▶ _Exercise_
Your answer should reproduce every line of the material in which the word "below" occurs.

▶ _Excerpted data_

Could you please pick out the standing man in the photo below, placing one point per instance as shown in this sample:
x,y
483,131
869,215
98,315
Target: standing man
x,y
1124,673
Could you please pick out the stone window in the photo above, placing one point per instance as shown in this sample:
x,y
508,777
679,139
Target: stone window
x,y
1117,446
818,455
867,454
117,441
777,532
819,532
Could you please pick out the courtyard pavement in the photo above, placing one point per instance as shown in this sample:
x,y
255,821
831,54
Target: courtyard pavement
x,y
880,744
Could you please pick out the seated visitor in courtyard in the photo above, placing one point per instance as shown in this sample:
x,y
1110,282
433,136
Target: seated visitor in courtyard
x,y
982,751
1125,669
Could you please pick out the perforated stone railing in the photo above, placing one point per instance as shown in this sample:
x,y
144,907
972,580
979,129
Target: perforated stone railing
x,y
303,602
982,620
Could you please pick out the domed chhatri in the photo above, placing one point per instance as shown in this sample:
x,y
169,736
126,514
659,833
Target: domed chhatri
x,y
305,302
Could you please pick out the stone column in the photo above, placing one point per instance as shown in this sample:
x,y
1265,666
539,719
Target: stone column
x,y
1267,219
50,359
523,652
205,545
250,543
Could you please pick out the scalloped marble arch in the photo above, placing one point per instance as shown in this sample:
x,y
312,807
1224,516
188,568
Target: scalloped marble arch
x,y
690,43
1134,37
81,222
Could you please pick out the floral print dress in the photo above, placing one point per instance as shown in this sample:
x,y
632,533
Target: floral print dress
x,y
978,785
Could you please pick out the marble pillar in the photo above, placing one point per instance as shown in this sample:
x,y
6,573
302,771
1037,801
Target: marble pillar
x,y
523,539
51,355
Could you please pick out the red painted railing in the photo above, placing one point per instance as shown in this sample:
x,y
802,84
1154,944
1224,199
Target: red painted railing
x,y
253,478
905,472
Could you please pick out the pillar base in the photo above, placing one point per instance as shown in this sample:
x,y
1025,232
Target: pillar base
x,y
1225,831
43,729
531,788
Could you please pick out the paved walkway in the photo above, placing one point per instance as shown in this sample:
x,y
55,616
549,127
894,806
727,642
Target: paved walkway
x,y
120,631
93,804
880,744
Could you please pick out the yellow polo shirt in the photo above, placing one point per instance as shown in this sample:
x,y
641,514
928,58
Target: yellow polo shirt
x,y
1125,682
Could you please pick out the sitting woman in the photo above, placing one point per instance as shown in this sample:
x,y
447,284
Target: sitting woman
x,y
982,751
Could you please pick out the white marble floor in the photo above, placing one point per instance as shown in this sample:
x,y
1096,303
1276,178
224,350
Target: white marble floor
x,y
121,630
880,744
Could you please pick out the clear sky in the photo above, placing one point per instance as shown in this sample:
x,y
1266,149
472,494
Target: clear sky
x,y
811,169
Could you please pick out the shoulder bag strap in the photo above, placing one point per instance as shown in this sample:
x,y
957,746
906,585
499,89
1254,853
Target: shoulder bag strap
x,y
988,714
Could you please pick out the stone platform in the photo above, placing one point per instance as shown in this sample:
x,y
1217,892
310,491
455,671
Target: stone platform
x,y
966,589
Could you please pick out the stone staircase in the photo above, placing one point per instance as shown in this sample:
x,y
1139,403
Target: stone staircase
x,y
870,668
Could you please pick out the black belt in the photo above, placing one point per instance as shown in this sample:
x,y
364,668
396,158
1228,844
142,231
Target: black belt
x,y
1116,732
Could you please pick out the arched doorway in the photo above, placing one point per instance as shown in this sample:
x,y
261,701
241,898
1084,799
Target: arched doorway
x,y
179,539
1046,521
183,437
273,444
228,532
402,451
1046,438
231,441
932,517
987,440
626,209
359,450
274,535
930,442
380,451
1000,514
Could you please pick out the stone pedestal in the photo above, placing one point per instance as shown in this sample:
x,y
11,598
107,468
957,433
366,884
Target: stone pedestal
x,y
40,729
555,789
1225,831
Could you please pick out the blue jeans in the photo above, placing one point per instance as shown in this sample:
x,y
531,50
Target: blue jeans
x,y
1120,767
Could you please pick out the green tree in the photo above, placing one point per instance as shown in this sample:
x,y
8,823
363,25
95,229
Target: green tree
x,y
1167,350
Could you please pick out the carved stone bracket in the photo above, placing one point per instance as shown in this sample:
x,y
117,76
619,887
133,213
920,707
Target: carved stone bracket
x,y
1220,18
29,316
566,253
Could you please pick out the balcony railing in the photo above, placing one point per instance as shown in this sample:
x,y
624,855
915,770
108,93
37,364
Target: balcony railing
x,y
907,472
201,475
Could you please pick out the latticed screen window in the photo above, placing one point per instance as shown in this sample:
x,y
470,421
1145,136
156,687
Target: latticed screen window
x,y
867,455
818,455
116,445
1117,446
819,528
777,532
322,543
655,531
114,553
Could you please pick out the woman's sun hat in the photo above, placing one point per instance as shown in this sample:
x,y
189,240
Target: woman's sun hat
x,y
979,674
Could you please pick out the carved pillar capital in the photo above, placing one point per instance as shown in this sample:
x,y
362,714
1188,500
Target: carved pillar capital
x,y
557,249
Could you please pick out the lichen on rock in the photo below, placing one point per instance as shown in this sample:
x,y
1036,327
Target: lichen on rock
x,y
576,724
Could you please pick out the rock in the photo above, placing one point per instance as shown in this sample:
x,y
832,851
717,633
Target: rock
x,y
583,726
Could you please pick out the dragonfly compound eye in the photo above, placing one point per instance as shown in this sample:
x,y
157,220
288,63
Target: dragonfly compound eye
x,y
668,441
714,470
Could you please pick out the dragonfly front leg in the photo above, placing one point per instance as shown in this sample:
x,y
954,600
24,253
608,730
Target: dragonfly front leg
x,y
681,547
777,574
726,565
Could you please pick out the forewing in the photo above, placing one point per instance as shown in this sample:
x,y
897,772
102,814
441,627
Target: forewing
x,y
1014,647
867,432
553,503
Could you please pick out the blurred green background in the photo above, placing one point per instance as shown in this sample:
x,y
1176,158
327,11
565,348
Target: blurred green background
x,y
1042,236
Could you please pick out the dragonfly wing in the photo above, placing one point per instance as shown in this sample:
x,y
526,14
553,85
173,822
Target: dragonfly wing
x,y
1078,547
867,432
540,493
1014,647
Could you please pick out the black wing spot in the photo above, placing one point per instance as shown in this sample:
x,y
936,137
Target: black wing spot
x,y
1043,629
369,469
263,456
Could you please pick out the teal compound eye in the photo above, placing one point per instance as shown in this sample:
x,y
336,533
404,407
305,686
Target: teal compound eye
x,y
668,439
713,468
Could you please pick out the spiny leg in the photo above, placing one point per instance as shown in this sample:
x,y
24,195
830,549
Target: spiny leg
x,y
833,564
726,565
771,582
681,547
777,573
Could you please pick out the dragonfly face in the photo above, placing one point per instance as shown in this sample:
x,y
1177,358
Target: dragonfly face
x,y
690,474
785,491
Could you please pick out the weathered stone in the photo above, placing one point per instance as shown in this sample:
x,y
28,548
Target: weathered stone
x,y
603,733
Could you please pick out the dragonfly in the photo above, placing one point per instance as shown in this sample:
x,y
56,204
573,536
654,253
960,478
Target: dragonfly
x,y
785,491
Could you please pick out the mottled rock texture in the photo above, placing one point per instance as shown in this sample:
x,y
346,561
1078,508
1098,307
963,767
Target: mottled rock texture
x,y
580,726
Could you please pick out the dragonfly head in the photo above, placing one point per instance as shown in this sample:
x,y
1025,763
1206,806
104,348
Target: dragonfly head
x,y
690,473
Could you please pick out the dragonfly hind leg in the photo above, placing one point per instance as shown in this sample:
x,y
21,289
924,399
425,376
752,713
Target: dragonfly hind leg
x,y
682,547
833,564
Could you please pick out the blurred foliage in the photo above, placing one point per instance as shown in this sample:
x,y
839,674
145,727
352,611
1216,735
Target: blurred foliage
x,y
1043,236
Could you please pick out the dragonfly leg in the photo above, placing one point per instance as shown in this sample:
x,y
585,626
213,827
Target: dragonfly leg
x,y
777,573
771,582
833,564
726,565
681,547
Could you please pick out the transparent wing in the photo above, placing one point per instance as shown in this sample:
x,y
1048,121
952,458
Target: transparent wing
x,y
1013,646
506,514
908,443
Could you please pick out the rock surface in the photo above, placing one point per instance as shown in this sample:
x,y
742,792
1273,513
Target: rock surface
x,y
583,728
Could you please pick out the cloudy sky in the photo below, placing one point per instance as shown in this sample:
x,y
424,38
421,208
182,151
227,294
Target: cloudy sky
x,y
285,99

▶ _Solution for this problem_
Could you please pick out the standing man in the photo below, placing one point per instance as shown in this sample:
Could you please pick out the lichen on rock in the photo below, placing one point per instance as shown in this sample:
Could you please pick out the cloudy sky in the photo below, placing one point per instance as shown in this sample:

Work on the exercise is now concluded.